◆ What the exercise asks: Select every line in the records below that contains the word "floodlight", and copy each one.

◆ Materials provided:
..........

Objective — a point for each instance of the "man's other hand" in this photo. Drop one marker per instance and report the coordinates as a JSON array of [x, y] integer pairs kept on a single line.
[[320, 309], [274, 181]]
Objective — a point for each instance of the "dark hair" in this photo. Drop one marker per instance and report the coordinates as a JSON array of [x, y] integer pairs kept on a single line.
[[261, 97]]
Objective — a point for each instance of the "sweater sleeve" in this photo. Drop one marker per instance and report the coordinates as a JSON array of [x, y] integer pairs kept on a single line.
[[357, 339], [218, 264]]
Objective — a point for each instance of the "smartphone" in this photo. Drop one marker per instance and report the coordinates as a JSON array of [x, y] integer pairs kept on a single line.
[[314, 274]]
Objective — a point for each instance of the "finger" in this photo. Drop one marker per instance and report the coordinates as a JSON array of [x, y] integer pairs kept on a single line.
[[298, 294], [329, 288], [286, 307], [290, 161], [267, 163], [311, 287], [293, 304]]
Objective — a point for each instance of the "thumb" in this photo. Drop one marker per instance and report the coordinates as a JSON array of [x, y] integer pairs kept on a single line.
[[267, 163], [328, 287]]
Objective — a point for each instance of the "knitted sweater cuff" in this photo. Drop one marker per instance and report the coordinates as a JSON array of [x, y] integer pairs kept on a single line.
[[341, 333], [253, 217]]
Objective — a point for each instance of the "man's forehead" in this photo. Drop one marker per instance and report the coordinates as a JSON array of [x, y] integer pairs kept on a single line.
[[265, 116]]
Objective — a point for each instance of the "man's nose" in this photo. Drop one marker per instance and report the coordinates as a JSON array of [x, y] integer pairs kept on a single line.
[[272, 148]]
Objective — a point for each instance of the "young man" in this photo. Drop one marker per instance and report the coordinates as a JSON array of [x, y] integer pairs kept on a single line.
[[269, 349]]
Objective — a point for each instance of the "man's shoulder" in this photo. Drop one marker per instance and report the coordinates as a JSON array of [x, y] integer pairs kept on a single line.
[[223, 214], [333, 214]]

..........

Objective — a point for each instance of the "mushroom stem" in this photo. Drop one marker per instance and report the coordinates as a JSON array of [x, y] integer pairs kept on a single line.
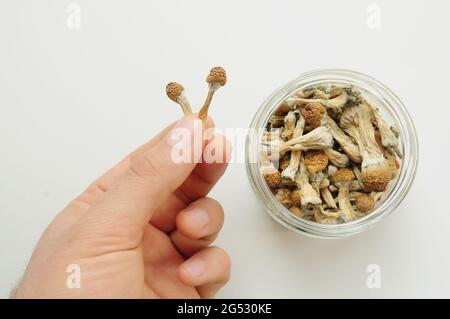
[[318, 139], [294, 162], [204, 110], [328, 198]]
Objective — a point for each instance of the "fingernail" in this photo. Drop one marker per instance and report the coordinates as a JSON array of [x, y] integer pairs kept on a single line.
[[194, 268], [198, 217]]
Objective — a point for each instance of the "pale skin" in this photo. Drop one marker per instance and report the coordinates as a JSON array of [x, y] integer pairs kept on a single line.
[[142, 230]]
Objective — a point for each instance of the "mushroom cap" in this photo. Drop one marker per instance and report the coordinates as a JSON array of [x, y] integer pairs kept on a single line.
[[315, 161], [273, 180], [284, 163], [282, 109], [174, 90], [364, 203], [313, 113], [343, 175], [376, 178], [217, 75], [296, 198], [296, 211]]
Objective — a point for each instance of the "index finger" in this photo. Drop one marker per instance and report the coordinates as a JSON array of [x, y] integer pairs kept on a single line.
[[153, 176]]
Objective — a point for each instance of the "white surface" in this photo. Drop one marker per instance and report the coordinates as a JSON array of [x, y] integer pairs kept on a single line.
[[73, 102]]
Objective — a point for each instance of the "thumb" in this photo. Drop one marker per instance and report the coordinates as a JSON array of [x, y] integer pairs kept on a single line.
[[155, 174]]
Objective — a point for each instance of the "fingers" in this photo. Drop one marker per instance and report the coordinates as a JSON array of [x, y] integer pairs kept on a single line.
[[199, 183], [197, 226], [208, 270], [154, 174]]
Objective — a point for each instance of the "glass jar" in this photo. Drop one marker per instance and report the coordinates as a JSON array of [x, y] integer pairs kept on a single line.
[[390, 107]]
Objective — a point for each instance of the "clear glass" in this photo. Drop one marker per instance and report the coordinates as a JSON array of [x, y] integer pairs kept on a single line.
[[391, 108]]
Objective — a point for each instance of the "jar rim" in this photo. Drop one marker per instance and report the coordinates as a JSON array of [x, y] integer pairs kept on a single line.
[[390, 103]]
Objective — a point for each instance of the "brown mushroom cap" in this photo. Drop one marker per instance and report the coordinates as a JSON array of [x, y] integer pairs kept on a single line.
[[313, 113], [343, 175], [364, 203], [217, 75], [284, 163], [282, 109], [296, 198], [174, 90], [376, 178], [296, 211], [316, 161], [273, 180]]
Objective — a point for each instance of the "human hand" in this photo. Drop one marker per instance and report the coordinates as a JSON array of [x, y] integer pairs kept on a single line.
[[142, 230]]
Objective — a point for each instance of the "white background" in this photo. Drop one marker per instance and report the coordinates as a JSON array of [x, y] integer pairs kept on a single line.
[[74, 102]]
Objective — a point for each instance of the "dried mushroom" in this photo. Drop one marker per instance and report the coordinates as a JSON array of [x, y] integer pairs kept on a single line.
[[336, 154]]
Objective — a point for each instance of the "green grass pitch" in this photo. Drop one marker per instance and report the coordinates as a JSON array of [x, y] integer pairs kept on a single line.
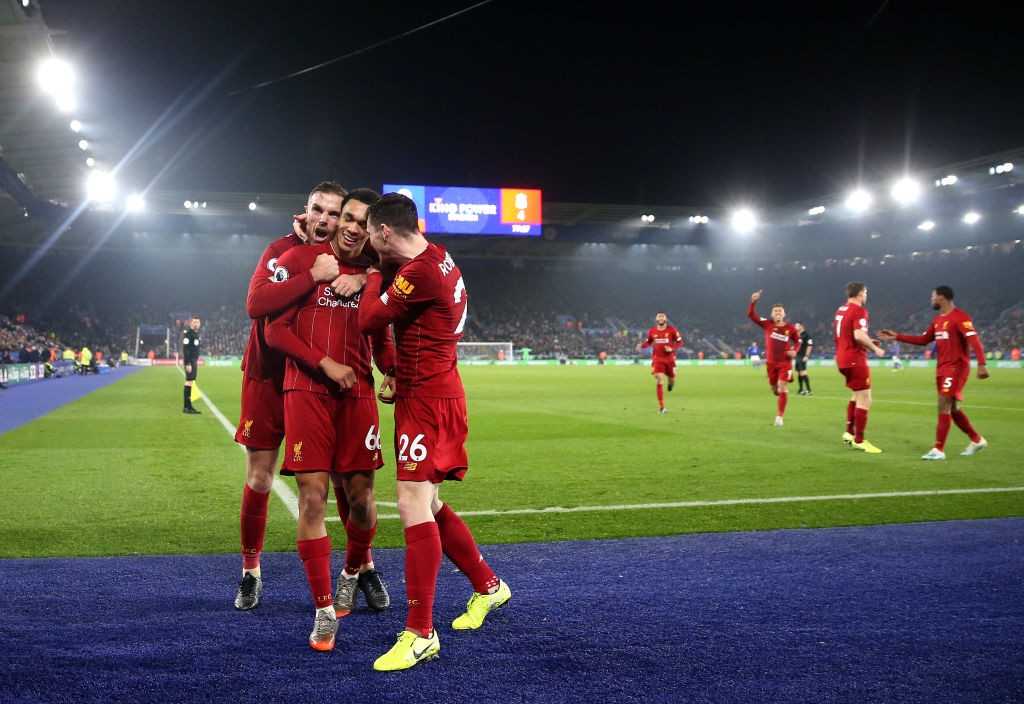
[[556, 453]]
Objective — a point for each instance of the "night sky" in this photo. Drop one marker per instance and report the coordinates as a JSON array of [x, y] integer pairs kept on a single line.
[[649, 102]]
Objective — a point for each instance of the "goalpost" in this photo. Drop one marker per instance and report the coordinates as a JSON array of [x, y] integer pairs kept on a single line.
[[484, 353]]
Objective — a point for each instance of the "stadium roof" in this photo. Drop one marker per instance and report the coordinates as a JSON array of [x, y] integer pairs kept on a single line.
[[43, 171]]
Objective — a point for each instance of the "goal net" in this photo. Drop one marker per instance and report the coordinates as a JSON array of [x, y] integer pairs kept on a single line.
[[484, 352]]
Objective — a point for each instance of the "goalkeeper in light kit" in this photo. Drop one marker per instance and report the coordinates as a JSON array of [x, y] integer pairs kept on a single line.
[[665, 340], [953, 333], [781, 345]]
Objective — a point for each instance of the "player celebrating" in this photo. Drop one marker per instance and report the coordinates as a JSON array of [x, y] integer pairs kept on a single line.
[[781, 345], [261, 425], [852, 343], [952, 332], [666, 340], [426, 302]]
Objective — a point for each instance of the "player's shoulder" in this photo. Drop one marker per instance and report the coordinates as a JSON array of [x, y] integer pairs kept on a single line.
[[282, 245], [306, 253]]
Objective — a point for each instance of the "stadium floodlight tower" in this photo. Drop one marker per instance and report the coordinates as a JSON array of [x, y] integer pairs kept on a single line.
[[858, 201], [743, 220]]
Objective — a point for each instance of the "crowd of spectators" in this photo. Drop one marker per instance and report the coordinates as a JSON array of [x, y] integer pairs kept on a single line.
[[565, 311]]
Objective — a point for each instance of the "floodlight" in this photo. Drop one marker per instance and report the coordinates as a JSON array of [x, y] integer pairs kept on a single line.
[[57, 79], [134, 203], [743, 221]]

..........

◆ Response:
Objective — a point for each instance of the "stadium floodlight tower" in this photo. Drop one marker per instance and report the coordinates as a JSON array of [x, y] integer pairs kept on a single line.
Objective — a point for each instance of the "floodlight" in this photo. Drop one marker per instance and report the coordinates as a JSON array of [x, y] integer pairs kept on a single line.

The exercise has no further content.